──────── Extracted data ────────

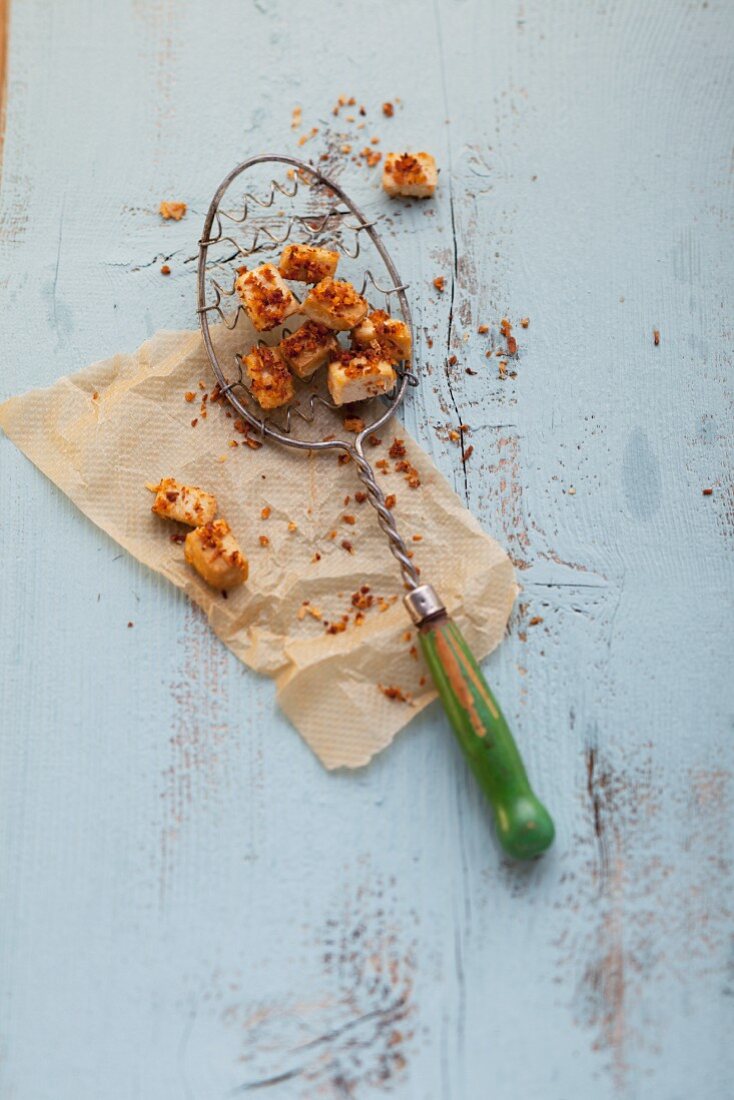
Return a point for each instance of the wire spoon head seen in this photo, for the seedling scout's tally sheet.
(286, 201)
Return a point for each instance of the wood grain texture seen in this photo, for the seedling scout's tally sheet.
(192, 908)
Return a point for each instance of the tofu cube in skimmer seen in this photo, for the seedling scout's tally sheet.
(187, 504)
(392, 334)
(266, 298)
(309, 347)
(304, 263)
(335, 304)
(412, 175)
(271, 383)
(215, 554)
(357, 376)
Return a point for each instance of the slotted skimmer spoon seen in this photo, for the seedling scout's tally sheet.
(243, 223)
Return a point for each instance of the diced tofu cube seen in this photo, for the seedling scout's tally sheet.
(355, 376)
(309, 347)
(413, 175)
(187, 504)
(271, 383)
(306, 263)
(215, 554)
(335, 304)
(392, 334)
(266, 298)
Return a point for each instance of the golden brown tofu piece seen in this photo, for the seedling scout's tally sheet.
(215, 554)
(412, 175)
(392, 334)
(336, 304)
(266, 298)
(357, 376)
(187, 504)
(310, 347)
(305, 263)
(271, 383)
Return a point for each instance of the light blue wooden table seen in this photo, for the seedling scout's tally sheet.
(192, 908)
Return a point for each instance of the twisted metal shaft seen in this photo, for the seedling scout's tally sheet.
(385, 517)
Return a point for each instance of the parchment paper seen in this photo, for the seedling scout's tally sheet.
(103, 432)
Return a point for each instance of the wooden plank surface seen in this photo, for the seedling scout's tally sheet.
(192, 908)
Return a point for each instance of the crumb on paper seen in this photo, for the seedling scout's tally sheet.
(395, 694)
(172, 210)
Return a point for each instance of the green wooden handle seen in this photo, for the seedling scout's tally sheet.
(524, 825)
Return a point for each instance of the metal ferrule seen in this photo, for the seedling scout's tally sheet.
(423, 603)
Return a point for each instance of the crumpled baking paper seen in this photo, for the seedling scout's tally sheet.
(105, 432)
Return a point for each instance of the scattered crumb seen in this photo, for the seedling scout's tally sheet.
(396, 694)
(175, 210)
(412, 474)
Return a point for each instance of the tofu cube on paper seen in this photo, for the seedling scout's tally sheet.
(266, 298)
(336, 304)
(304, 263)
(212, 551)
(187, 504)
(392, 334)
(271, 383)
(357, 376)
(308, 349)
(412, 175)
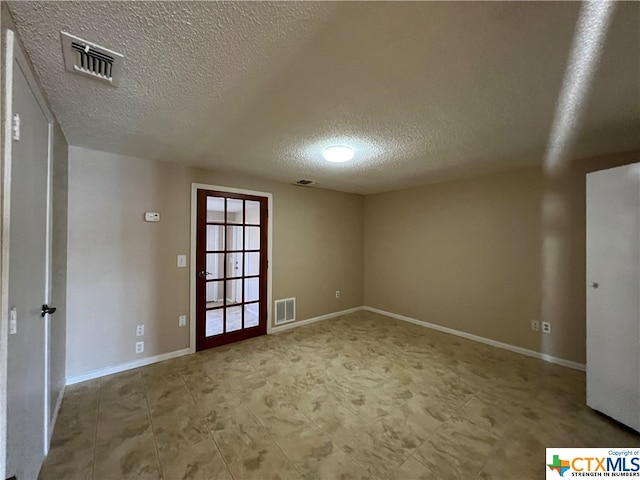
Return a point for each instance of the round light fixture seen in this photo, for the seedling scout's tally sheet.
(338, 153)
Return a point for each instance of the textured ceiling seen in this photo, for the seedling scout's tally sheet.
(424, 91)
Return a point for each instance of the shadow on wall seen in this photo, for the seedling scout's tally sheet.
(563, 216)
(563, 203)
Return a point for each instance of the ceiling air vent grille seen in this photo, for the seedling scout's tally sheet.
(89, 59)
(285, 310)
(305, 183)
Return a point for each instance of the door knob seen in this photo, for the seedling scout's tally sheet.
(47, 309)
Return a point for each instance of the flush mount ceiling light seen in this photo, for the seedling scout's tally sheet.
(338, 153)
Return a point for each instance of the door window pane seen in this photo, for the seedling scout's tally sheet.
(252, 212)
(214, 266)
(234, 318)
(214, 322)
(234, 238)
(215, 237)
(234, 268)
(215, 294)
(252, 240)
(252, 263)
(234, 291)
(251, 315)
(215, 209)
(235, 211)
(251, 289)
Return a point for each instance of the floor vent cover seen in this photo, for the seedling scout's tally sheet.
(285, 310)
(89, 59)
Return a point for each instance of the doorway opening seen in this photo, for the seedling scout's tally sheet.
(231, 266)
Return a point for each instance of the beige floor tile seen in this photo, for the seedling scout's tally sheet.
(378, 454)
(188, 462)
(458, 450)
(336, 466)
(414, 470)
(305, 447)
(130, 457)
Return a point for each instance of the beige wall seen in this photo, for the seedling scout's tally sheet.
(470, 255)
(122, 271)
(58, 334)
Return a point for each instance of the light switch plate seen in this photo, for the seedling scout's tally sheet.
(151, 217)
(13, 322)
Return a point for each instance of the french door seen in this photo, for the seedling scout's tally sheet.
(231, 267)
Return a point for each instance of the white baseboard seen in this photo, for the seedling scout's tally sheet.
(101, 372)
(288, 326)
(487, 341)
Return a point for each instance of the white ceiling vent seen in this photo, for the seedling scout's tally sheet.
(305, 183)
(90, 59)
(285, 310)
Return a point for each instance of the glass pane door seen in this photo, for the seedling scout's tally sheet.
(231, 267)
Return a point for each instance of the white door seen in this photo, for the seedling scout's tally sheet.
(613, 293)
(28, 289)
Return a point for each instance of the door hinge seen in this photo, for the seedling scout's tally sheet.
(16, 127)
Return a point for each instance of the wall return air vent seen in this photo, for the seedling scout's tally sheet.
(285, 310)
(89, 59)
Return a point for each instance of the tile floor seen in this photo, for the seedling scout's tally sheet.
(359, 396)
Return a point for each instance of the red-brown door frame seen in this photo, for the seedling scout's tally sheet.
(201, 340)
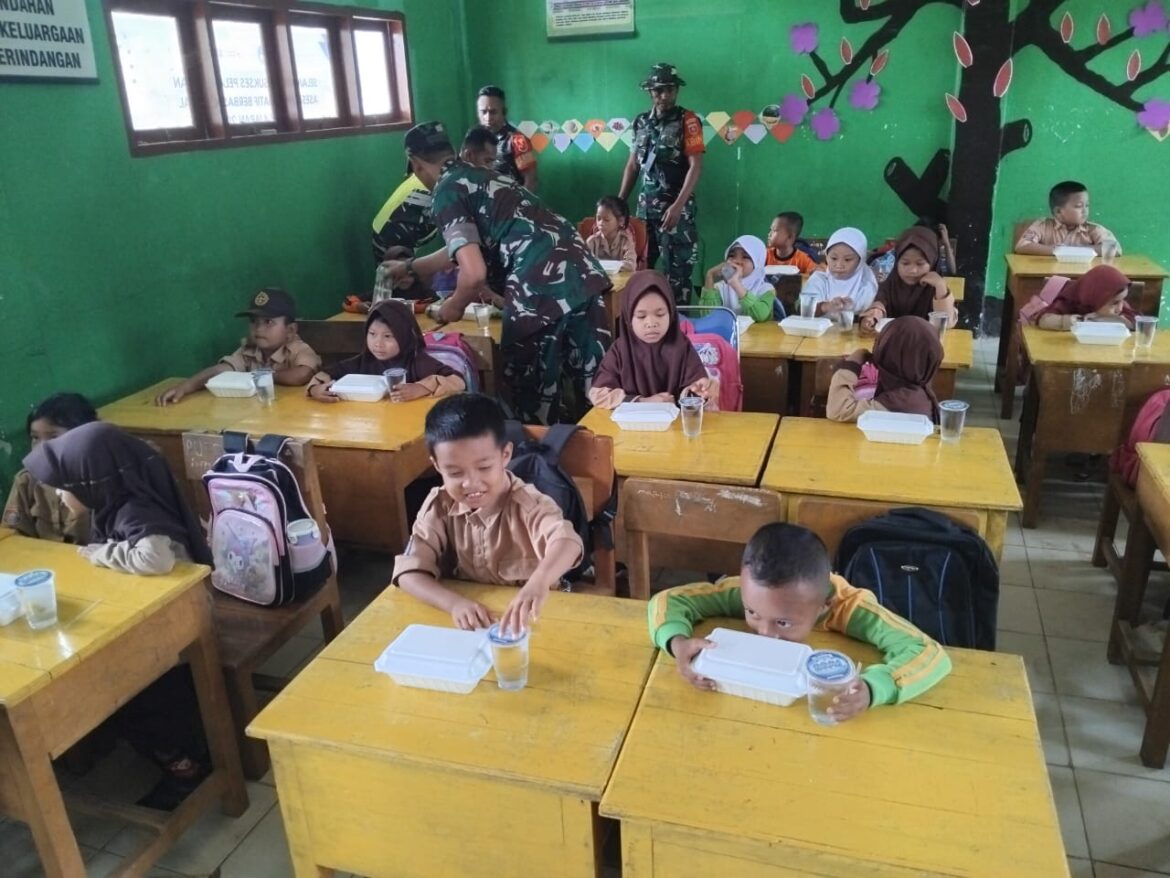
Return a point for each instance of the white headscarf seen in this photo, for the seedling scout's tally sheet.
(861, 286)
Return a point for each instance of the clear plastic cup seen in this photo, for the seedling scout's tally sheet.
(830, 674)
(951, 416)
(1146, 328)
(692, 416)
(38, 597)
(509, 657)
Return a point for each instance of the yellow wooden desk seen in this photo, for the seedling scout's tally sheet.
(366, 452)
(731, 448)
(115, 635)
(831, 478)
(382, 780)
(952, 783)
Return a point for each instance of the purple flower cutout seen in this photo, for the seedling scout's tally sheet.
(793, 109)
(864, 94)
(803, 38)
(825, 123)
(1156, 115)
(1149, 19)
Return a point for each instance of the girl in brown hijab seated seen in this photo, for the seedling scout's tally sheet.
(907, 355)
(652, 361)
(393, 340)
(914, 287)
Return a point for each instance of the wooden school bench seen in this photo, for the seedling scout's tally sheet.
(366, 452)
(115, 635)
(378, 779)
(950, 783)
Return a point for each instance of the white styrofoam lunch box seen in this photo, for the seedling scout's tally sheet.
(436, 658)
(895, 427)
(809, 327)
(359, 388)
(646, 417)
(232, 384)
(1074, 254)
(1091, 333)
(751, 666)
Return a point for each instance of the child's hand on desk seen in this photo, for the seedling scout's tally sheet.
(685, 650)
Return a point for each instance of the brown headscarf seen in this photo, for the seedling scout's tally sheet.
(123, 481)
(907, 355)
(899, 296)
(412, 348)
(668, 365)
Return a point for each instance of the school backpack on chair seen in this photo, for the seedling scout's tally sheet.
(254, 499)
(537, 461)
(928, 569)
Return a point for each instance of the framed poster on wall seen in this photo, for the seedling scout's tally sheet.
(590, 18)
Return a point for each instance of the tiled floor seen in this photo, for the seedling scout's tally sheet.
(1054, 610)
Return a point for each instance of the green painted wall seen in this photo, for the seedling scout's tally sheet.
(118, 271)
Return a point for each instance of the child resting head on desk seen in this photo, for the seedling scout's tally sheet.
(785, 590)
(272, 343)
(652, 361)
(393, 341)
(35, 509)
(483, 523)
(907, 356)
(142, 525)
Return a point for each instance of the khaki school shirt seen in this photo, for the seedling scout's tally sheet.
(502, 546)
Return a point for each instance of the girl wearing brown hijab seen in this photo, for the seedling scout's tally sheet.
(393, 340)
(652, 361)
(914, 287)
(907, 355)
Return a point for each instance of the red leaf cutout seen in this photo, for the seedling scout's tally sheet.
(962, 49)
(1134, 66)
(956, 107)
(1103, 29)
(1003, 80)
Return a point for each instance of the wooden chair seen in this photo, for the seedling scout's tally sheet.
(718, 519)
(248, 635)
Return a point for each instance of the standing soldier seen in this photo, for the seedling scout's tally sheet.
(555, 322)
(668, 152)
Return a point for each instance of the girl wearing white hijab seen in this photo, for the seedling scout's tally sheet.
(848, 279)
(738, 283)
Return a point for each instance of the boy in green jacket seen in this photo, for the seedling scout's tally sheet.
(785, 590)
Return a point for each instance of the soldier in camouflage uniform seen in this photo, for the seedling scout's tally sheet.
(668, 153)
(555, 322)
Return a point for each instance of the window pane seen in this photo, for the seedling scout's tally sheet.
(314, 71)
(243, 71)
(373, 71)
(151, 61)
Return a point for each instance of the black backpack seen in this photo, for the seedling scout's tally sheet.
(928, 569)
(538, 464)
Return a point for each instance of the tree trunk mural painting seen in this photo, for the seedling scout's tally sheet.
(989, 39)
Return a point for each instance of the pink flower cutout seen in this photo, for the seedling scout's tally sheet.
(804, 38)
(1149, 19)
(825, 123)
(864, 95)
(793, 109)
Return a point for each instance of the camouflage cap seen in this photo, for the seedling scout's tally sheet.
(662, 74)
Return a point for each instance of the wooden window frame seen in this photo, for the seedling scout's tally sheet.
(211, 130)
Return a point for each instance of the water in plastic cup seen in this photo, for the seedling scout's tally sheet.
(692, 416)
(39, 597)
(951, 415)
(509, 657)
(1146, 329)
(830, 674)
(266, 385)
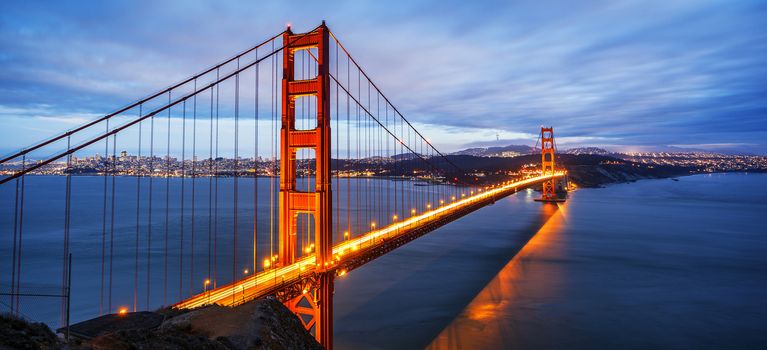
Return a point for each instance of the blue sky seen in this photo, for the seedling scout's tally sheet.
(628, 75)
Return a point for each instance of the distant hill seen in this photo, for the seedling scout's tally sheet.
(589, 150)
(505, 151)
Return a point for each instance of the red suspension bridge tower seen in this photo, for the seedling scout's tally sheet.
(315, 301)
(548, 149)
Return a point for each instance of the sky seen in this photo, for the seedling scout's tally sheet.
(624, 75)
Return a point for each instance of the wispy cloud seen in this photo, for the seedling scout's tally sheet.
(603, 73)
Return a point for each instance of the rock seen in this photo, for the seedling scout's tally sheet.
(17, 333)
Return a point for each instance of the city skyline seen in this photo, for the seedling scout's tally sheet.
(621, 76)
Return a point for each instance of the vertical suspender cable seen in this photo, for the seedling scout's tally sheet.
(236, 171)
(194, 187)
(67, 210)
(104, 223)
(167, 210)
(149, 214)
(210, 188)
(112, 223)
(182, 204)
(255, 172)
(215, 189)
(138, 215)
(21, 237)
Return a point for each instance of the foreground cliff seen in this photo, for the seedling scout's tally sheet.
(259, 324)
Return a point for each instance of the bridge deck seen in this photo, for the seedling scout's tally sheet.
(355, 251)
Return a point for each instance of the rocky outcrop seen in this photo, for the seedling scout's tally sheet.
(17, 333)
(259, 324)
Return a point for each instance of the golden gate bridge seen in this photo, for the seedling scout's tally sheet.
(297, 109)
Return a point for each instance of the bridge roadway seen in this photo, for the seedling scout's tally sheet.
(354, 252)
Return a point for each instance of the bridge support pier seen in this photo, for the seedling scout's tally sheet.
(318, 203)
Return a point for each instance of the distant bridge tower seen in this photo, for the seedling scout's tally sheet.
(314, 302)
(549, 193)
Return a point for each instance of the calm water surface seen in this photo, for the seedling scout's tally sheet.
(653, 264)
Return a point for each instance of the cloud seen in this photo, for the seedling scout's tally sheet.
(607, 73)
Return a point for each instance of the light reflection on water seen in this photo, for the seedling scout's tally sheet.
(482, 324)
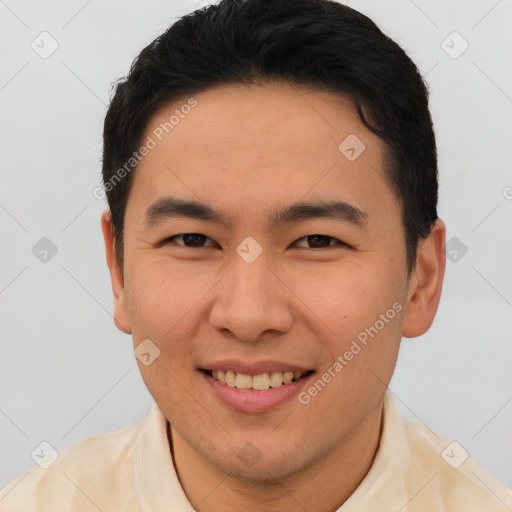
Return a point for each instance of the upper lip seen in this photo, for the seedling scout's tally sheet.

────────

> [Directive]:
Can you rescale the point coordinates in the listing, starting at the line containing "Return a point for each instance of the cloud" and ending at the end of the listing, by multiplying each by 2.2 and rounding to whole numbers with halves rounded up, then give those lines again with their requests unchanged and the pictures left out?

> [Answer to this task]:
Return a point for each instance of the cloud seen in this photo, for the seedling scout's tally sheet.
(1335, 161)
Return a point for each instance of the light reflection on water seen in this photo, for the seedling scout's tally sheet.
(1060, 713)
Return a point for each instance of the upper lip seen in this photo, for the seedling scout's tally sheet.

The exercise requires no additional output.